### Отрывок текста
——

За время войны на Смоленщине и в Белоруссии я очень привык к лесу. Лес солдату первый друг. В любую погоду: в жару и дождь, в мороз и сля-коть — лес всегда укроет и обогреет, спрячет и защитит. Если надо, в лесу всегда построишь шалаш из лапника, если надо — землянку или блиндаж, всегда можешь разжечь костер берестой. Я представляю, как трудно было солдатам воевать на Украине, где почти нет лесов. Но в Восточной Пруссии — это совсем другой лес, непривычный, чужой и враждебный. Деревья, в основном ель, посажены геометрически правильными рядами в трёх направлениях — в длину, ширину и по диагонали. Сучья и ветки обрезаны со всех деревьев строго до одинаковой высоты. Внизу — чистота и строгий немецкий порядок, сушняка на костёр — и то не найдешь, всё убрано и вылизано. И только пройдя Восточную Пруссию, в бывшем Польском коридоре мы встретили леса в русском стиле.
В Лауэнбурге мы стояли больше года, привыкли, и постепенно ощущение враждебности всего окружающего притупилось. Но зато нестерпимо, невыносимо захотелось домой. Родина стала казаться далёкой и очень желанной мечтой, всё бы отдал, лишь бы домой. Поэтому я очень понимаю и очень сочувствую старому русскому полковнику, которого наши солдаты встретили под Кёнигсбергом. Немцы перед отступлением угоняли всё своё население, но он спрятался и специально остался. А встретив нашего солдата, горько плакал. Рассказал, что он полковник старой русской армии, в гражданскую войну воевал в белой армии, эмигрировал в Германию и всё это время работал в поместье в качестве батрака. Он признаёт, что тяжко виноват перед своей Родиной, пусть его накажут, пусть даже расстреляют, но пусть разрешат перед смертью побывать в родных местах, ещё раз прикоснуться к Родине.

——

### Исходные данные
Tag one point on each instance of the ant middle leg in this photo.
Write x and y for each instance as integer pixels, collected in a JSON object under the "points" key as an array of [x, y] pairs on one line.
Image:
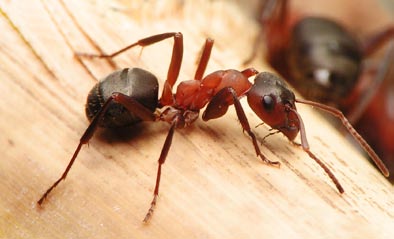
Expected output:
{"points": [[162, 158], [218, 106]]}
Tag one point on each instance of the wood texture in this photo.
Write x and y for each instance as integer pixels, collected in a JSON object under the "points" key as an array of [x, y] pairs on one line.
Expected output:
{"points": [[213, 185]]}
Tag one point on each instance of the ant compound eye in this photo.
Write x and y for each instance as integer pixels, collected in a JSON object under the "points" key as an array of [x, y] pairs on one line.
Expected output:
{"points": [[268, 102]]}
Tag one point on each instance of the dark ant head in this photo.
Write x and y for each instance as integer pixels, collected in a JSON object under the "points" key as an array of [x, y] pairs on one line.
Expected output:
{"points": [[274, 103], [324, 59]]}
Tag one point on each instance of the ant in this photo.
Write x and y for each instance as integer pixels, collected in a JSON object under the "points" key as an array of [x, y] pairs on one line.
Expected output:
{"points": [[128, 96], [327, 64]]}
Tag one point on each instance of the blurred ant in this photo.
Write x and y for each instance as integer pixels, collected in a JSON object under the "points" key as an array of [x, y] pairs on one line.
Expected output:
{"points": [[128, 96], [325, 63]]}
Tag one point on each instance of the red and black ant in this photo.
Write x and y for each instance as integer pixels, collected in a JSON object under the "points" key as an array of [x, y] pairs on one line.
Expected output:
{"points": [[326, 63], [129, 96]]}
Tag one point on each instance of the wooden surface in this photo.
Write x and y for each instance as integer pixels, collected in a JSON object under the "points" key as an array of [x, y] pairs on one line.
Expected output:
{"points": [[213, 186]]}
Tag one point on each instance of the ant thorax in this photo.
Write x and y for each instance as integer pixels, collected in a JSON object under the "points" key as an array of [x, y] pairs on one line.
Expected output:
{"points": [[183, 118]]}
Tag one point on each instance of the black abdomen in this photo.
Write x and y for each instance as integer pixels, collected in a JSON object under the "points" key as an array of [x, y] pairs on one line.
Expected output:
{"points": [[134, 82]]}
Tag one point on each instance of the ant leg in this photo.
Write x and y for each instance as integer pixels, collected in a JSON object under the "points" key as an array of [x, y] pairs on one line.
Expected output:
{"points": [[305, 147], [131, 104], [162, 158], [337, 113], [205, 55], [218, 106]]}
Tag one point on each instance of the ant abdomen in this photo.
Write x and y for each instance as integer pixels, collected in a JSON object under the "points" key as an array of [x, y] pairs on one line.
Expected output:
{"points": [[135, 82]]}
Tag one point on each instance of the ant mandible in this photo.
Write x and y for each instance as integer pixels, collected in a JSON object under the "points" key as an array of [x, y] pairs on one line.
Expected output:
{"points": [[129, 96]]}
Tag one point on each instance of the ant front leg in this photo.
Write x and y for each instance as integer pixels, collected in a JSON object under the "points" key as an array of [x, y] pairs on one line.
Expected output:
{"points": [[218, 106], [132, 105]]}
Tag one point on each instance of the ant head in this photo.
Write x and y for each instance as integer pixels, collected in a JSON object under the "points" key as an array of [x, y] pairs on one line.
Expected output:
{"points": [[274, 103]]}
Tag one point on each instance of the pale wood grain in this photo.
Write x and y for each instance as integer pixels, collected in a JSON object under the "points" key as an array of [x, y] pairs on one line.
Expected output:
{"points": [[213, 186]]}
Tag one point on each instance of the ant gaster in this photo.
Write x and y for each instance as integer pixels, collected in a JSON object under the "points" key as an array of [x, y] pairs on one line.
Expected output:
{"points": [[129, 96]]}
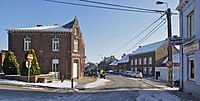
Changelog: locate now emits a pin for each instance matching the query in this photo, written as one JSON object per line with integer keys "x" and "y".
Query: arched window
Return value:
{"x": 55, "y": 44}
{"x": 27, "y": 44}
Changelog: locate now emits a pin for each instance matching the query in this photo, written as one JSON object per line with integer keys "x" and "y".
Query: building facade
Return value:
{"x": 189, "y": 15}
{"x": 146, "y": 58}
{"x": 59, "y": 49}
{"x": 2, "y": 57}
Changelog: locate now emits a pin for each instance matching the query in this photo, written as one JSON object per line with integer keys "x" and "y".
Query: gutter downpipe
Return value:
{"x": 182, "y": 55}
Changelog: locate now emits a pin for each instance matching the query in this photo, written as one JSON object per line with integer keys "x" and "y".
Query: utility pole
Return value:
{"x": 169, "y": 29}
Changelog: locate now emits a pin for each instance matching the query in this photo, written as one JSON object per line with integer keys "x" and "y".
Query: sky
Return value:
{"x": 106, "y": 32}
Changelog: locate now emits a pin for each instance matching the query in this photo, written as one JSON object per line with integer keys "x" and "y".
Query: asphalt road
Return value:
{"x": 118, "y": 89}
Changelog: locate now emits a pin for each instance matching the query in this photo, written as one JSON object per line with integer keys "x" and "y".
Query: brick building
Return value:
{"x": 2, "y": 56}
{"x": 147, "y": 57}
{"x": 59, "y": 49}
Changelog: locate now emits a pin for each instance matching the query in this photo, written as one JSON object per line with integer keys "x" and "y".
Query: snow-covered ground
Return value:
{"x": 98, "y": 82}
{"x": 58, "y": 84}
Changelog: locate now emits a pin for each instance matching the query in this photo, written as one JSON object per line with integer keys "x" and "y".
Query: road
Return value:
{"x": 118, "y": 89}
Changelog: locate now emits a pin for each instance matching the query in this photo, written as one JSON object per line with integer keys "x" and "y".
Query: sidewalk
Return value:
{"x": 182, "y": 95}
{"x": 85, "y": 80}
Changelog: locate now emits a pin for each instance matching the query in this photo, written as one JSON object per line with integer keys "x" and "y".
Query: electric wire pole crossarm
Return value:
{"x": 169, "y": 31}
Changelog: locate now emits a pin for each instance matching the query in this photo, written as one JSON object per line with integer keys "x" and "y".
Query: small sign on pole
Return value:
{"x": 30, "y": 57}
{"x": 28, "y": 65}
{"x": 169, "y": 63}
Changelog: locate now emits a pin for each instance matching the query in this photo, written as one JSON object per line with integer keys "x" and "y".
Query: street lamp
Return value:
{"x": 161, "y": 2}
{"x": 169, "y": 30}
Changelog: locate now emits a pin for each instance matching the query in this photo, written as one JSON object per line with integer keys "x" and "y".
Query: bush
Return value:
{"x": 34, "y": 69}
{"x": 10, "y": 64}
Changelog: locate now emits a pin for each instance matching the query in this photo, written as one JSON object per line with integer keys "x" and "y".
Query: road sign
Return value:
{"x": 30, "y": 57}
{"x": 28, "y": 64}
{"x": 169, "y": 63}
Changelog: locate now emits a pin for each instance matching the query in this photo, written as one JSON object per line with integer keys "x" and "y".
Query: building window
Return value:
{"x": 75, "y": 45}
{"x": 135, "y": 68}
{"x": 76, "y": 31}
{"x": 149, "y": 60}
{"x": 27, "y": 44}
{"x": 190, "y": 19}
{"x": 55, "y": 65}
{"x": 140, "y": 61}
{"x": 144, "y": 61}
{"x": 131, "y": 61}
{"x": 144, "y": 70}
{"x": 55, "y": 44}
{"x": 150, "y": 70}
{"x": 135, "y": 61}
{"x": 191, "y": 67}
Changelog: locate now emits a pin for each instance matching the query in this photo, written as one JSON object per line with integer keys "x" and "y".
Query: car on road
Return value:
{"x": 138, "y": 75}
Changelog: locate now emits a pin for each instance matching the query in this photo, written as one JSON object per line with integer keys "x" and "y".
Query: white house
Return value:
{"x": 189, "y": 15}
{"x": 162, "y": 72}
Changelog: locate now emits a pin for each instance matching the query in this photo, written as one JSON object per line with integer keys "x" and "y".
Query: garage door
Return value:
{"x": 75, "y": 70}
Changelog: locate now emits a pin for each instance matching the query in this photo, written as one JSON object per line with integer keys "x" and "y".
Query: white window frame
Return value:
{"x": 190, "y": 23}
{"x": 55, "y": 44}
{"x": 144, "y": 60}
{"x": 131, "y": 62}
{"x": 55, "y": 65}
{"x": 149, "y": 60}
{"x": 135, "y": 61}
{"x": 27, "y": 44}
{"x": 76, "y": 32}
{"x": 191, "y": 62}
{"x": 140, "y": 61}
{"x": 144, "y": 70}
{"x": 149, "y": 70}
{"x": 76, "y": 47}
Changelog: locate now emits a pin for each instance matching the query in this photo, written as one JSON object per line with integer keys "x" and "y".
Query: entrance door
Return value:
{"x": 55, "y": 68}
{"x": 75, "y": 69}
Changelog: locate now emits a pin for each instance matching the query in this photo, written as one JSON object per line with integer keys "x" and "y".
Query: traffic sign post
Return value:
{"x": 170, "y": 64}
{"x": 28, "y": 64}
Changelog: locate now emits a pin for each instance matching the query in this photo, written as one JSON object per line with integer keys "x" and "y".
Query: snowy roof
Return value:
{"x": 148, "y": 48}
{"x": 124, "y": 59}
{"x": 114, "y": 63}
{"x": 54, "y": 27}
{"x": 175, "y": 58}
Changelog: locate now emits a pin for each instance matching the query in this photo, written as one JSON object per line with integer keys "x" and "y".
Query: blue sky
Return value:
{"x": 104, "y": 31}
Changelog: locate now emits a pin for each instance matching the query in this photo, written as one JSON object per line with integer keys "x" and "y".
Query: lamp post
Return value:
{"x": 169, "y": 31}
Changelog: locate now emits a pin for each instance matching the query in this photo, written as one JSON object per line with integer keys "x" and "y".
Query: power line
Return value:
{"x": 110, "y": 8}
{"x": 123, "y": 33}
{"x": 122, "y": 6}
{"x": 139, "y": 34}
{"x": 149, "y": 34}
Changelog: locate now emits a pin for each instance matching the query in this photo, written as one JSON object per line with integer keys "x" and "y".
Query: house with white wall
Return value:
{"x": 189, "y": 16}
{"x": 162, "y": 71}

——

### Задания и упражнения
**a)** Выведите без изменений часть отрывка о войне в Восточной Пруссии, которая начинается со слов «В Лауэнбурге мы» и завершается словами «прикоснуться к Родине.».
**b)** Допишите, что следует дальше в отрывке о войне в Восточной Пруссии, начиная сразу после его последнего предложения.

### Ответы к заданиям
**a)**
В Лауэнбурге мы стояли больше года, привыкли, и постепенно ощущение враждебности всего окружающего притупилось. Но зато нестерпимо, невыносимо захотелось домой. Родина стала казаться далёкой и очень желанной мечтой, всё бы отдал, лишь бы домой. Поэтому я очень понимаю и очень сочувствую старому русскому полковнику, которого наши солдаты встретили под Кёнигсбергом. Немцы перед отступлением угоняли всё своё население, но он спрятался и специально остался. А встретив нашего солдата, горько плакал. Рассказал, что он полковник старой русской армии, в гражданскую войну воевал в белой армии, эмигрировал в Германию и всё это время работал в поместье в качестве батрака. Он признаёт, что тяжко виноват перед своей Родиной, пусть его накажут, пусть даже расстреляют, но пусть разрешат перед смертью побывать в родных местах, ещё раз прикоснуться к Родине.

**b)**
Я также очень хорошо понимаю композитора и пианиста Сергея Рахманинова, который эмигрировал в Америку, но перед смертью в 1942 году перечислил всё своё состояние (около трёх миллионов долларов) в фонд обороны СССР и просил только одного — разрешить ему вернуться, чтобы умереть на Родине.
Точно так же я понимаю Георгия Гамова, одного из крупнейших физиков XX века, который в возрасте 54 лет умер в США от ностальгии, от тоски по своей родной Одессе. Всех подобных людей я очень хорошо понимаю. И совершенно не понимаю многих нынешних, для которых Родина — пустой звук. Мне кажется, что только самые большие подлецы и отъявленные негодяи могут променять Родину на блеск заграничной мишуры. И я одобряю, когда такие уезжают в Израиль, в Америку. И не понимаю, почему их не отпускают. Пусть едут, меньше сволочей здесь останется.
Кто-то из писателей-фронтовиков в газетной статье заявил однажды, что у каждого была своя война. Эту мысль я полностью разделяю. Я в своих воспоминаниях описал войну такой, какой она была для меня, правда, не всю войну, а только ту её часть, которая связана с 70-й стрелковой Верхнеднепровской ордена Суворова дивизией, то есть с апреля 1943 года.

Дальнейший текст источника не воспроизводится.